What is needed:
Please find each line in the data below that contains the word "building", and copy those lines out.

[Contour annotation records]
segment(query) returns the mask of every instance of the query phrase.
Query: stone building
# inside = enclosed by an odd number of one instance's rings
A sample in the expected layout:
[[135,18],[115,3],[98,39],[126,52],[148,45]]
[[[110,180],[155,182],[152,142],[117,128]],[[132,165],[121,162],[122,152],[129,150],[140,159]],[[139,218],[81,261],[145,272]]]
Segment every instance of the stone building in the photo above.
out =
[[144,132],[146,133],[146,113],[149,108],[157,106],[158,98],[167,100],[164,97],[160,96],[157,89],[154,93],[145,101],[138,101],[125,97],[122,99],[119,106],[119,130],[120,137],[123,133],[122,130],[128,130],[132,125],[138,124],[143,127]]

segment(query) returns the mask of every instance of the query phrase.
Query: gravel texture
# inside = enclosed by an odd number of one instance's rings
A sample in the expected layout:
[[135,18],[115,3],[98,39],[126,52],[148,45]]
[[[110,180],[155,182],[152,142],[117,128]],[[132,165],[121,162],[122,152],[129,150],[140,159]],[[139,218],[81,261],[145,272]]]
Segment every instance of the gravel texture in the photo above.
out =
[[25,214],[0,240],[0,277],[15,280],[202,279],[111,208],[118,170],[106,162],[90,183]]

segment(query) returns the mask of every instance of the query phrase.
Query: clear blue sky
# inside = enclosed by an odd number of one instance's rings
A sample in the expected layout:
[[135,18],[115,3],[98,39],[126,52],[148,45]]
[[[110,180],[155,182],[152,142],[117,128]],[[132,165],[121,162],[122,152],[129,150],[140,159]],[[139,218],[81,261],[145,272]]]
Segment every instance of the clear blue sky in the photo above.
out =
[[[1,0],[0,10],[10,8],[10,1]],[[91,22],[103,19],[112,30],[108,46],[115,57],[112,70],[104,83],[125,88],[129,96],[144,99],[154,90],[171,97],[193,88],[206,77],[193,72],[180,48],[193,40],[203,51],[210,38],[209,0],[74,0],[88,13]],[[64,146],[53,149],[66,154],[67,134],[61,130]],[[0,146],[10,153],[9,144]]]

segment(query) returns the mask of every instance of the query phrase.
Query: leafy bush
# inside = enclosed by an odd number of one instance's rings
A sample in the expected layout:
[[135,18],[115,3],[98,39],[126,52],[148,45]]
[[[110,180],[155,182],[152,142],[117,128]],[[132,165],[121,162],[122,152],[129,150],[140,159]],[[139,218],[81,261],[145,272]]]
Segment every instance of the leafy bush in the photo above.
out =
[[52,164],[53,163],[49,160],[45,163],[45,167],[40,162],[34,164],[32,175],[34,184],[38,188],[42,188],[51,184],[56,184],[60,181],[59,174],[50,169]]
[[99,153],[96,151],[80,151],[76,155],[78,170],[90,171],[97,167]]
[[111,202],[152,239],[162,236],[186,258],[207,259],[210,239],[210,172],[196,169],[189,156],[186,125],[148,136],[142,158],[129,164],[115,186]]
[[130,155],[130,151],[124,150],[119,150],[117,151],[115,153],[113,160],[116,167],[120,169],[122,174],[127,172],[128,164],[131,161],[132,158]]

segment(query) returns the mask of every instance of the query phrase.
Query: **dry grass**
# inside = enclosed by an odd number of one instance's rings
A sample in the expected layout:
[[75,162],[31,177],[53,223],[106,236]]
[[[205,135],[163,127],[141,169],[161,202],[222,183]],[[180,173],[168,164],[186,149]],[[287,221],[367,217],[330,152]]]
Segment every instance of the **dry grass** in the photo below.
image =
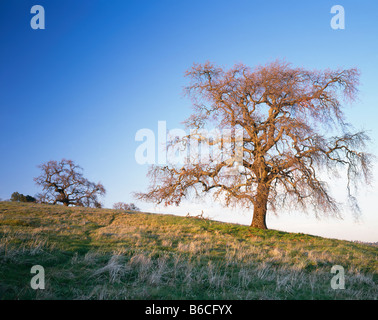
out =
[[[2,299],[376,299],[377,252],[204,219],[0,202]],[[36,264],[45,290],[30,288]],[[345,290],[330,286],[336,264]]]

The output:
Query: stone building
Segment every instance of the stone building in the photo above.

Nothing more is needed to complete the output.